Exercise directions —
Pick out each line below that contains the word "bounding", and copy every such line in full.

##############################

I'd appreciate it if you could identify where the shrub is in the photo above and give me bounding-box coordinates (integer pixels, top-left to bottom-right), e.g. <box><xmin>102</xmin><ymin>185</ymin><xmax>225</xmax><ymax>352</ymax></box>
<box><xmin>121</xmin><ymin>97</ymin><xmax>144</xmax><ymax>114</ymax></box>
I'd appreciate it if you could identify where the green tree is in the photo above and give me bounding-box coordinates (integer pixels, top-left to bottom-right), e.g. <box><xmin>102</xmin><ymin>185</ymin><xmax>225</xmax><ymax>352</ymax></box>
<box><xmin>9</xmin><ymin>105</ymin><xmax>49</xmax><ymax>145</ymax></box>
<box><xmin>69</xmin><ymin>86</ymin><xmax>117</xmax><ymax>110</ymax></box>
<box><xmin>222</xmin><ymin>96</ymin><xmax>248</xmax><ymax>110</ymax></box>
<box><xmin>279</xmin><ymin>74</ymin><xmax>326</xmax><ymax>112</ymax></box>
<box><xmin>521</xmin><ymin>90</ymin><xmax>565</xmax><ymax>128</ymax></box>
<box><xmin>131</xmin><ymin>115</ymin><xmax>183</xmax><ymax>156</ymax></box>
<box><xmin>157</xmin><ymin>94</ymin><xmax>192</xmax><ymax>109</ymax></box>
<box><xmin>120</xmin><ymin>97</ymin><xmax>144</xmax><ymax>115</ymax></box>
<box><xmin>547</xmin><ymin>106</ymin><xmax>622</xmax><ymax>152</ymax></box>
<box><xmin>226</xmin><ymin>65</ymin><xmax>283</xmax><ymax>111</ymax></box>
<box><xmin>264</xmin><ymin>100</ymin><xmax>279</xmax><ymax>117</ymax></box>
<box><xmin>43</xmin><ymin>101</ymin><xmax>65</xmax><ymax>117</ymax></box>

##############################

Problem solution —
I'd appreciate it if you could identify where the shrub is in the photo above and give me bounding-box coordinates (integer pixels, top-left to bottom-right), e.g. <box><xmin>102</xmin><ymin>185</ymin><xmax>225</xmax><ymax>352</ymax></box>
I'd appreciate it if you could identify where the green tree is in the photo above and give me bounding-box coordinates (integer pixels, top-left to bottom-right), e.g. <box><xmin>102</xmin><ymin>185</ymin><xmax>225</xmax><ymax>352</ymax></box>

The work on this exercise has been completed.